START

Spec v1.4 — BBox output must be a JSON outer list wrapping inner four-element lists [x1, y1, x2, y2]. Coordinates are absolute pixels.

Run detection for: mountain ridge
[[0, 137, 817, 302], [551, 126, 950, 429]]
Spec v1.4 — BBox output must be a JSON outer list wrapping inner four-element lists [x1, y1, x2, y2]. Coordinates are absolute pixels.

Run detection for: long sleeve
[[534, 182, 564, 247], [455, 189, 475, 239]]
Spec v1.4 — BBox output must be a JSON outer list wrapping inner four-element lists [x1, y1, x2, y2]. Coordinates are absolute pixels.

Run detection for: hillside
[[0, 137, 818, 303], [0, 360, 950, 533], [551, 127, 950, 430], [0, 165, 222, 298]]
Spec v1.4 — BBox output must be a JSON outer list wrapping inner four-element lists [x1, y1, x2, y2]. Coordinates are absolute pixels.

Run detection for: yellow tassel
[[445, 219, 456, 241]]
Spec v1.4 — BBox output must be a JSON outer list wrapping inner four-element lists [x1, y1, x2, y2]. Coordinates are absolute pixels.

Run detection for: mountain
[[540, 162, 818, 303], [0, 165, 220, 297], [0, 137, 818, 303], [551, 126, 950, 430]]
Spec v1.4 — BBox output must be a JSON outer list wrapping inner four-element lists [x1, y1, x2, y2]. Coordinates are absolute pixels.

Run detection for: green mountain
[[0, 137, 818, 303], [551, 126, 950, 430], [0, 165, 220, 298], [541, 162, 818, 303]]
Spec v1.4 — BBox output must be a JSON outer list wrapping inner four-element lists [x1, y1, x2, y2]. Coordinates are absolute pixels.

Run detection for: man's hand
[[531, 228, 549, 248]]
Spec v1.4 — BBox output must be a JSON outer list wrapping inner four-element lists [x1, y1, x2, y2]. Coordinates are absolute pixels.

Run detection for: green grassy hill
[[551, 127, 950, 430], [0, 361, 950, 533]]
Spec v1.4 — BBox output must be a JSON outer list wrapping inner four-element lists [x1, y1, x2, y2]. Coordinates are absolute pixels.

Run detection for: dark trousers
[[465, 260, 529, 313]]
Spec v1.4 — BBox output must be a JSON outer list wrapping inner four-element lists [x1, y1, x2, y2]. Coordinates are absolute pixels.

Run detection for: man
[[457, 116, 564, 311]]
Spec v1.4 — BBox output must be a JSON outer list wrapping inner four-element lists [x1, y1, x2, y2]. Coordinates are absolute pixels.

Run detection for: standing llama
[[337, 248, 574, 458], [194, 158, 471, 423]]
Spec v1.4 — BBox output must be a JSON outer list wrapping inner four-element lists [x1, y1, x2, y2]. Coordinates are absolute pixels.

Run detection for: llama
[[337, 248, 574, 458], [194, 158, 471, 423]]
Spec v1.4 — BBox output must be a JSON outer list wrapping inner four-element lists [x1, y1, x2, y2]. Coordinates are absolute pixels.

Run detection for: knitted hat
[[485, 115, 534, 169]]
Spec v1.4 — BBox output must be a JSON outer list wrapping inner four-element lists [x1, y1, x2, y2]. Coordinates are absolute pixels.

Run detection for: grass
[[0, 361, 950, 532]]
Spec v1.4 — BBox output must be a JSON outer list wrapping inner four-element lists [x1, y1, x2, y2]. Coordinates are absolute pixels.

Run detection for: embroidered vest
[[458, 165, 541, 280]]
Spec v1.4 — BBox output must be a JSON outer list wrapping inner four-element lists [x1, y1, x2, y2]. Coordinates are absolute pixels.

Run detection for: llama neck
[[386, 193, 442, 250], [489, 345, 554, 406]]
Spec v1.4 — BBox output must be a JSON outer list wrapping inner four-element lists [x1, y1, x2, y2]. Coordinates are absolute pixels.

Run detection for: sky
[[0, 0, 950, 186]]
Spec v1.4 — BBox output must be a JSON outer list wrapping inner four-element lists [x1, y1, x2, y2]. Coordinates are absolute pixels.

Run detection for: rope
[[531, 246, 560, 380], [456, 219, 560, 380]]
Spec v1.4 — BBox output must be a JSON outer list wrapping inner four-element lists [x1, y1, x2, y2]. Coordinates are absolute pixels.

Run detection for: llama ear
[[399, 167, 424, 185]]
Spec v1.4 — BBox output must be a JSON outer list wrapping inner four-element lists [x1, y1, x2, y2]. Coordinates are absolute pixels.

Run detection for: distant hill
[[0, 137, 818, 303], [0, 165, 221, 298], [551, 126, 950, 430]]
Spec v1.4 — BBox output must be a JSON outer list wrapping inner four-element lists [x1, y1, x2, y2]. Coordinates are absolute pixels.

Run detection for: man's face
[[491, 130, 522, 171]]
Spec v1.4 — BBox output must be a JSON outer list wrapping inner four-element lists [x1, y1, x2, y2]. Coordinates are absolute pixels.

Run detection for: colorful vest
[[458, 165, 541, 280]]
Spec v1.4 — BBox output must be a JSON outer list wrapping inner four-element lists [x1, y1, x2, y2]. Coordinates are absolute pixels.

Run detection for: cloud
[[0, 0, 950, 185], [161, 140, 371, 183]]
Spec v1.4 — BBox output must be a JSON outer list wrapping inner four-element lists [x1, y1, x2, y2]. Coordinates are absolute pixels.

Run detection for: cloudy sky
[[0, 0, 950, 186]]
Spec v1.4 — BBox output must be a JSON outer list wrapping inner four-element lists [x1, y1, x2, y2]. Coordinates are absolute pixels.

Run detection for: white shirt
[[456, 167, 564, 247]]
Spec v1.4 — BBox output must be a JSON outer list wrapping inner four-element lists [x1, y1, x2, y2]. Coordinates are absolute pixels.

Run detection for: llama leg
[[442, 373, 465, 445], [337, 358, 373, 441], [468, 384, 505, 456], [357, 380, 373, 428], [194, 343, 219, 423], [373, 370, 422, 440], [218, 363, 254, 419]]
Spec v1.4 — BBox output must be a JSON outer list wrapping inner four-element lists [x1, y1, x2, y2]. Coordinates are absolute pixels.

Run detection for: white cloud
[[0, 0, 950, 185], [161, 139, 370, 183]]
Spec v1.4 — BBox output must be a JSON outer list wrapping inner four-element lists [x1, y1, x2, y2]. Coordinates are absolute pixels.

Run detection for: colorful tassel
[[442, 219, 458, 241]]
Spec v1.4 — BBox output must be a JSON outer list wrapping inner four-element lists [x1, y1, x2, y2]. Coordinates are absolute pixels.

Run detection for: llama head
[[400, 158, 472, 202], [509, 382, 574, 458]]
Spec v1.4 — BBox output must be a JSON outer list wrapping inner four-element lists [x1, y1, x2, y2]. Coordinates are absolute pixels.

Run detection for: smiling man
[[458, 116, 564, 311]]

END

• [PROBLEM]
Please reproduce all of the material above word for word, keeping every line in its original order.

• [OUTPUT BELOW]
Spec v1.4 — BBox output must be a JSON outer list wrapping inner four-element lists [x1, y1, x2, y2]. Coordinates are absolute pixels.

Run detection for: mountain ridge
[[0, 137, 817, 302], [551, 126, 950, 429]]
Spec v1.4 — BBox output must be a JSON outer list wrapping inner four-element lists [x1, y1, x2, y2]. Coordinates are absolute pixels.

Run detection for: long sleeve
[[534, 182, 564, 247], [455, 189, 475, 239]]
Spec v1.4 — BBox output must be a JSON outer list wrapping inner four-element lists [x1, y1, x2, y2]. Coordinates are absolute pixels.

Run detection for: hillside
[[0, 137, 818, 303], [0, 360, 950, 533], [551, 127, 950, 430], [0, 165, 222, 298]]
Spec v1.4 — BBox output must be a JSON outer list wrapping inner four-element lists [x1, y1, x2, y2]. Coordinates are absolute pixels.

Run detection for: yellow tassel
[[445, 219, 456, 241]]
Spec v1.4 — BBox output must be a JSON outer list wrapping inner four-element lists [x1, y1, x2, y2]. Coordinates are absolute pixels.

Run detection for: mountain
[[540, 162, 818, 303], [0, 165, 220, 297], [0, 137, 818, 303], [551, 126, 950, 430]]
Spec v1.4 — BBox output must be a JSON outer list wrapping inner four-element lists [x1, y1, x2, y2]. Coordinates are absolute pixels.

Run detection for: green mountain
[[0, 137, 818, 303], [551, 126, 950, 430], [0, 165, 220, 298], [541, 162, 818, 303]]
Spec v1.4 — BBox output must be a JSON outer list wrapping inner four-element lists [x1, y1, x2, y2]. Coordinates are absolute pixels.

Run detection for: man's hand
[[531, 228, 549, 248]]
Spec v1.4 — BBox output must be a JSON outer list wrapping inner four-element lists [x1, y1, x2, y2]. Coordinates are absolute pixels.

Run detection for: green grassy hill
[[551, 127, 950, 430], [0, 361, 950, 533]]
Spec v1.4 — BBox output must be a JSON outer list wrapping inner four-element lists [x1, y1, x2, y2]. Coordinates are absolute pixels.

Run detection for: dark trousers
[[465, 260, 529, 313]]
Spec v1.4 — BBox output must be a JSON outer list wrapping inner four-element lists [x1, y1, x2, y2]. Coordinates are absolute pixels.

Run detection for: man
[[457, 116, 564, 311]]
Spec v1.4 — BBox output must be a JSON outer list wrapping inner four-element lists [x1, y1, x2, y2]. Coordinates are absolute pixels.

Run detection for: standing llama
[[337, 248, 574, 458], [194, 158, 471, 423]]
Spec v1.4 — BBox output must be a JSON outer list wrapping inner four-element lists [x1, y1, x2, y2]. Coordinates are absolute pixels.

Run detection for: llama
[[337, 248, 574, 458], [194, 158, 471, 423]]
Spec v1.4 — BBox output must be a JSON outer list wrapping inner four-element lists [x1, y1, x2, y2]. Coordinates are absolute pixels.

Run detection for: knitted hat
[[485, 115, 534, 169]]
Spec v1.4 — BBox output must be a JSON outer list wrapping inner four-element lists [x1, y1, x2, y2]. Coordinates are absolute pixels.

Run detection for: grass
[[0, 361, 950, 532]]
Spec v1.4 — BBox output must be a JSON outer list wrapping inner four-element lists [x1, y1, x2, y2]. Coordinates are absolute pixels.

Run detection for: embroidered vest
[[458, 165, 541, 280]]
Spec v1.4 — BBox output must be a JSON outer list wrapping inner four-element lists [x1, y1, x2, y2]. Coordinates are absolute pixels.

Run detection for: llama neck
[[386, 193, 442, 250], [489, 345, 554, 406]]
Spec v1.4 — BBox output must be a JSON outer list wrapping inner four-element lists [x1, y1, x2, y2]. Coordinates are absolute pixels.

Run detection for: sky
[[0, 0, 950, 186]]
Spec v1.4 — BBox output must be a JSON outer list wrapping inner four-element lists [x1, y1, x2, y2]. Coordinates are absolute pixels.

Run detection for: rope
[[531, 246, 560, 380], [456, 219, 560, 380]]
Spec v1.4 — BBox output must be a JSON outer list wrapping inner four-element lists [x1, y1, x2, y2]. Coordinates are absolute pixels.

Run detection for: llama ear
[[399, 167, 424, 185]]
Spec v1.4 — BBox output must be a JSON outer list wrapping inner four-element lists [x1, y1, x2, y2]. Coordinates are absolute pixels.

Run detection for: distant hill
[[0, 137, 818, 303], [0, 165, 221, 298], [551, 126, 950, 430]]
Spec v1.4 — BBox output must be a JSON outer list wrapping inner four-element lists [x1, y1, x2, y2]. Coordinates are absolute pixels.

Run detection for: man's face
[[491, 130, 522, 171]]
Spec v1.4 — BBox output must be a JSON outer list wrapping inner four-element lists [x1, y1, x2, y2]. Coordinates are absolute pixels.

Run detection for: colorful vest
[[458, 165, 541, 280]]
Spec v1.4 — BBox output must be a JSON outer list wrapping inner four-element lists [x1, y1, x2, y2]. Coordinates are absolute pixels.

Run detection for: cloud
[[0, 0, 950, 185], [161, 140, 371, 183]]
Spec v1.4 — BBox output must be a JSON outer list wrapping inner four-element lists [x1, y1, x2, y2]. Coordinates are absolute pixels.

Run detection for: cloudy sky
[[0, 0, 950, 186]]
Spec v1.4 — BBox output must be a JSON outer list wrapping inner four-element lists [x1, y1, x2, y2]. Coordinates are absolute pixels.

Run detection for: white shirt
[[456, 167, 564, 247]]
Spec v1.4 — BBox output must be a JSON outer list wrapping inner four-element lists [x1, y1, x2, y2]. Coordinates are absolute pixels.

Run detection for: llama leg
[[442, 373, 465, 445], [337, 358, 373, 441], [468, 384, 505, 456], [357, 380, 373, 428], [194, 343, 219, 423], [373, 370, 422, 440], [218, 363, 254, 419]]
Spec v1.4 — BBox output must be a JSON outer list wrapping inner four-element lists [x1, y1, x2, y2]. Coordinates are absolute pixels.

Run detection for: white cloud
[[0, 0, 950, 185], [161, 139, 370, 183]]
Spec v1.4 — BBox output must be a JSON outer list wrapping inner four-element lists [x1, y1, x2, y2]. Coordinates are absolute pixels.

Run detection for: colorful tassel
[[442, 219, 458, 241]]
Spec v1.4 — BBox output must be a JSON outer list wrapping inner four-element lists [x1, y1, x2, y2]. Coordinates are absolute pixels.

Run detection for: llama head
[[400, 158, 472, 202], [509, 382, 574, 458]]
Spec v1.4 — BBox output must be a JSON outer list wrapping inner four-element lists [x1, y1, x2, y2]. Coordinates are absolute pixels.

Run detection for: smiling man
[[458, 116, 564, 311]]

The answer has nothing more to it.